__What is needed__: Return every line of the material below without changing anything.

__Dataset content__:
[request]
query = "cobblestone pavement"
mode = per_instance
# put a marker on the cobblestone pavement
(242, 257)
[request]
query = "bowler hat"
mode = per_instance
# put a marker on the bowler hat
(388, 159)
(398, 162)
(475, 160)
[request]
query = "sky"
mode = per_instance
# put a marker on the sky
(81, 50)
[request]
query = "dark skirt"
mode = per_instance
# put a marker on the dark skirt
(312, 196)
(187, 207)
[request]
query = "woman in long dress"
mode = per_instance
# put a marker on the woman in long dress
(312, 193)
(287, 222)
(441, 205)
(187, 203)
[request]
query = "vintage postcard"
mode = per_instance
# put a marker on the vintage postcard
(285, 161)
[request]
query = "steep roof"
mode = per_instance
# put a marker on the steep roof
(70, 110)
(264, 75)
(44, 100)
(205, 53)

__Response to the exercise__:
[request]
query = "cobblestone pavement"
mode = per_instance
# put a marker on the cobblestone pavement
(242, 257)
[request]
query = "bowler hat"
mode = per_instance
# put a marker on the bowler hat
(388, 159)
(398, 162)
(475, 160)
[request]
query = "sky"
mode = per_instance
# put a marker on the sky
(81, 50)
[request]
query = "dark skirt"
mode = per_instance
# put a marker on the dark skirt
(312, 196)
(187, 207)
[request]
query = "woman in long dress"
mode = per_instance
# put a marker on the woman in long dress
(312, 193)
(287, 222)
(441, 205)
(187, 203)
[request]
query = "vintage postcard"
mode = per_instance
# put a marker on the vintage postcard
(285, 161)
[request]
query = "steep roof"
mode = per_instance
# put a marker on the steep roof
(70, 110)
(264, 75)
(44, 100)
(205, 53)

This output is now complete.